# A Awesome Surprise From Skybluevaping



## Gizmo (1/11/13)

I really feel overwhelmed. This really is awesome. As promised some pics!

Reactions: Like 2


----------



## Gizmo (1/11/13)

This sticker is soo awesome. You guys really do go the extra mile!

Reactions: Like 1


----------



## Derick (1/11/13)

Melinda and I are grinning from ear to ear - pics of Kanthal wire & mesh!

Reactions: Like 1


----------



## Gizmo (1/11/13)

I tried to build my first coil. Just keeps saying low load what could it be?

Reactions: Like 1


----------



## Derick (1/11/13)

If your coil is less than 1.2 ohm, then it will display 'low load' it's a safety thing in the zmax - so try again and make more 'turns'/wraps for your coil - longer the wire the higher the resistance - or use thinner wire for higher resistance

Reactions: Like 1


----------



## Derick (1/11/13)

Low Vol = low battery
Low Load = low atomizer resistance

The only errors I'm aware of in the zmax

Reactions: Like 1


----------



## Derick (1/11/13)

**WORK REQUEST 1**
Answer these questions about the forum thread above, one line each:
(a) Who does Derick say is grinning from ear to ear along with him?
(b) Below what coil resistance does the zmax display "low load"?
(c) According to Derick, what does "Low Vol" mean?
**WORK REQUEST 2**
Arrange the records from the line containing "Task: compute the" through the line containing "box: [11, 3, 162, 173]" as a Markdown table with the columns Number and Record line. Put one line in each row and leave out blank lines.

**SUPPLIED DATA**

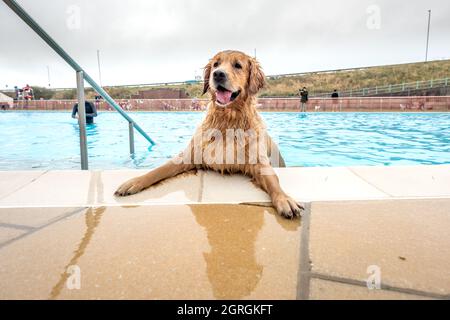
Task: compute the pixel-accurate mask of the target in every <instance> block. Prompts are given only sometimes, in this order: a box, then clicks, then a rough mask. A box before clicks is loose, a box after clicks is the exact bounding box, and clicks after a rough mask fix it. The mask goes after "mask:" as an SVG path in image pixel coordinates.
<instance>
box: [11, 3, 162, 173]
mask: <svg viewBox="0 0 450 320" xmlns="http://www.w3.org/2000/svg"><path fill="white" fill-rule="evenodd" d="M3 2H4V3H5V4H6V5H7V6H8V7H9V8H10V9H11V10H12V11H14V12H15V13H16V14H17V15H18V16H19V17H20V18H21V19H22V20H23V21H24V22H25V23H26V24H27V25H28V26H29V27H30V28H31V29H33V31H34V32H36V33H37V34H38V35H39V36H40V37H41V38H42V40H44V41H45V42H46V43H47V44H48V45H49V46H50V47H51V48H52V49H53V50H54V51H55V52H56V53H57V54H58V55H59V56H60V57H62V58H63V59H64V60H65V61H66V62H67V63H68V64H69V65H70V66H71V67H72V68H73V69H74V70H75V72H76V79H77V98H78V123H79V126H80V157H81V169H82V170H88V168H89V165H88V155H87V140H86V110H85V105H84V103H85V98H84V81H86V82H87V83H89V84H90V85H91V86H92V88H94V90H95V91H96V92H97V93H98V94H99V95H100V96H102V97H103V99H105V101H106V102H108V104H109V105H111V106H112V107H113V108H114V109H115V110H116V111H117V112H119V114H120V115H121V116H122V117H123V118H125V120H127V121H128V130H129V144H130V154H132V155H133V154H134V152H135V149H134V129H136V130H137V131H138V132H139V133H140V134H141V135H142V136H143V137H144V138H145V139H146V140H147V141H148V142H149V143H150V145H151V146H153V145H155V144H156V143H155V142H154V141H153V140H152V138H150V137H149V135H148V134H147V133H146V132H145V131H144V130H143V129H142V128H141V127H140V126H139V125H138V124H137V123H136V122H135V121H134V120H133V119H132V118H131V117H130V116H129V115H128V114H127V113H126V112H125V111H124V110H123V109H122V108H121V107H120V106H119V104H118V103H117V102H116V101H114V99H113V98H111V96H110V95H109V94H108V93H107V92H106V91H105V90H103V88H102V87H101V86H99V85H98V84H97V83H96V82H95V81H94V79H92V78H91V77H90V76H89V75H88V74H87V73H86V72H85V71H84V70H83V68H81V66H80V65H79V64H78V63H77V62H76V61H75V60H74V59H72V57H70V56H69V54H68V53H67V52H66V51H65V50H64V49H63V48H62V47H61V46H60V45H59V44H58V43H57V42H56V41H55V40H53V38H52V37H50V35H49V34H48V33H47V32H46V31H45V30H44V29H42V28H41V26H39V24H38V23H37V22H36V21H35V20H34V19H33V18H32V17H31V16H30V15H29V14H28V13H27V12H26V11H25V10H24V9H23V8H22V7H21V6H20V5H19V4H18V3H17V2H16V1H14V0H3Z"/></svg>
...
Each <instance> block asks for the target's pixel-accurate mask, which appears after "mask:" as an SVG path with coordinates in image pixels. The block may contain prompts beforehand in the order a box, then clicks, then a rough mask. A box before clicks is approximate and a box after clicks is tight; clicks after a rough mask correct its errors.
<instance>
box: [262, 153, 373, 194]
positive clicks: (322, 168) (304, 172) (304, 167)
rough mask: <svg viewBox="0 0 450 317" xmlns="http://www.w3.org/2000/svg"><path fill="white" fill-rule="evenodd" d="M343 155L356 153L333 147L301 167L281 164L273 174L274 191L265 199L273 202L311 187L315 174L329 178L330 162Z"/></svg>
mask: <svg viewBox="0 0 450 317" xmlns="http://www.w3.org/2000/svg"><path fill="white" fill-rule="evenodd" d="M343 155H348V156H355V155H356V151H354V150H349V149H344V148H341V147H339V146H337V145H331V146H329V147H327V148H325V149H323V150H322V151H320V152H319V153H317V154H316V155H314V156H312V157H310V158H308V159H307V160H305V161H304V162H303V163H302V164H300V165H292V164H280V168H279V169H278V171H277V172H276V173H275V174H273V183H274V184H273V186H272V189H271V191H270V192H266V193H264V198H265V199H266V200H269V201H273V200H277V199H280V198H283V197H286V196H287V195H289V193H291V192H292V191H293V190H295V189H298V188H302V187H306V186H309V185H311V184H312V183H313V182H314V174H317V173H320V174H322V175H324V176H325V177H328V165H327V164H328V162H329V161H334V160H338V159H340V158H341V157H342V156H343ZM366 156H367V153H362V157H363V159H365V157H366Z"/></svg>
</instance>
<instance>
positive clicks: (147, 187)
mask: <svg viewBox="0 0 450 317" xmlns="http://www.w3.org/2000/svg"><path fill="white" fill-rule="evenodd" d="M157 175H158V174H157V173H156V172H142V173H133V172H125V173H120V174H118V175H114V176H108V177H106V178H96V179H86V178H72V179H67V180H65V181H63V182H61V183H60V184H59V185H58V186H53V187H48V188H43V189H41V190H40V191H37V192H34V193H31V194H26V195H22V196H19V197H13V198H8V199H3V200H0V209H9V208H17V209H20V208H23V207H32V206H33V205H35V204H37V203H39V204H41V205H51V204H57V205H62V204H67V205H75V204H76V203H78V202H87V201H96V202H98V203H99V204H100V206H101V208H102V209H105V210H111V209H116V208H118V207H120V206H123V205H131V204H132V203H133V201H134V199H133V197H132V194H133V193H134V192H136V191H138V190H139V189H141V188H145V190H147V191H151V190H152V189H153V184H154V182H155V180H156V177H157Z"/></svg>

**TASK ANSWER 1**
(a) Melinda
(b) 1.2 ohm
(c) Low battery

**TASK ANSWER 2**
| Number | Record line |
|---|---|
| 1 | Task: compute the pixel-accurate mask of the target in every <instance> block. Prompts are given only sometimes, in this order: a box, then clicks, then a rough mask. A box before clicks is loose, a box after clicks is the exact bounding box, and clicks after a rough mask fix it. The mask goes after "mask:" as an SVG path in image pixel coordinates. |
| 2 | <instance> |
| 3 | box: [11, 3, 162, 173] |